## start SELECTED EXCERPT

Unravelling the woman behind the star.

Performing an icon is no easy feat, but if it’s anyone who’s done Bette Davis justice, it’s Christine St. John. Presented by Wag the Dog Theatre for its Asian premiere, St. John performed her solo show Bette Davis On The Edge in Singapore this week, where, channeling Davis into her performance, Davis, on 31st October 1962, recounts her life and times leading up to this fateful day – where she anxiously awaits the reviews of Whatever Happened to Baby Jane?, a make or break film set to be her the comeback for her twilight acting years.

## end SELECTED EXCERPT
## start SOURCE MATERIAL

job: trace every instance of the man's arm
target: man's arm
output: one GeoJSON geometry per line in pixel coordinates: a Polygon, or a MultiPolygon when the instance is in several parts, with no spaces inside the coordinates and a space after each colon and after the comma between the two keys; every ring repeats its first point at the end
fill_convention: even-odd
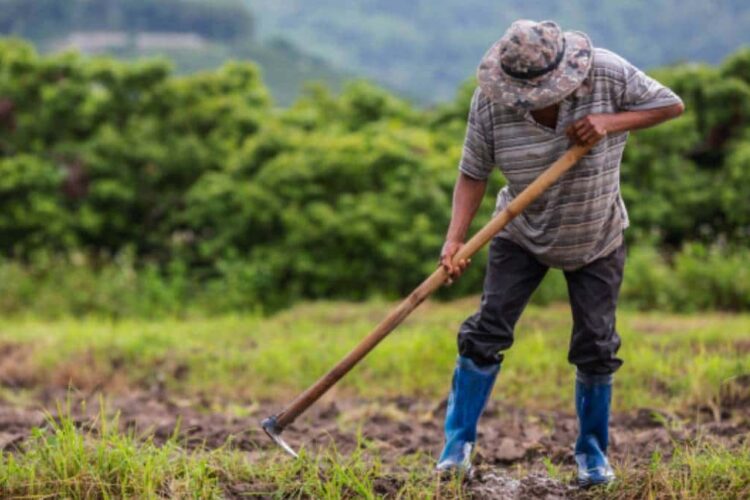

## end SOURCE MATERIAL
## start SOURCE MATERIAL

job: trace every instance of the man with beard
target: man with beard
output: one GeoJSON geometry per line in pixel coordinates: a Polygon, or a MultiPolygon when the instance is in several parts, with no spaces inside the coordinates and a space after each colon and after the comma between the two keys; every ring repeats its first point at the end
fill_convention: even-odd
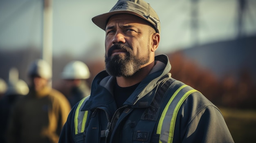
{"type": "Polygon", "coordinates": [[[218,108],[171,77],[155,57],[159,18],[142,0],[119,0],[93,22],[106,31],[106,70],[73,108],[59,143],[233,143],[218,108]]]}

## end SOURCE MATERIAL

REQUESTS:
1) Write out the passage on the Bette Davis solo show again, starting with "Performing an icon" and going on through "twilight acting years.", and swap "Singapore" for "Hong Kong".
2) Copy these lines of the rows verbatim, starting with the line with "job: trace every instance of the man's arm" and going on through the line with "target: man's arm".

RESULTS FOR EACH TASK:
1)
Performing an icon is no easy feat, but if it’s anyone who’s done Bette Davis justice, it’s Christine St. John. Presented by Wag the Dog Theatre for its Asian premiere, St. John performed her solo show Bette Davis On The Edge in Hong Kong this week, where, channeling Davis into her performance, Davis, on 31st October 1962, recounts her life and times leading up to this fateful day – where she anxiously awaits the reviews of Whatever Happened to Baby Jane?, a make or break film set to be her the comeback for her twilight acting years.

2)
job: trace every instance of the man's arm
target: man's arm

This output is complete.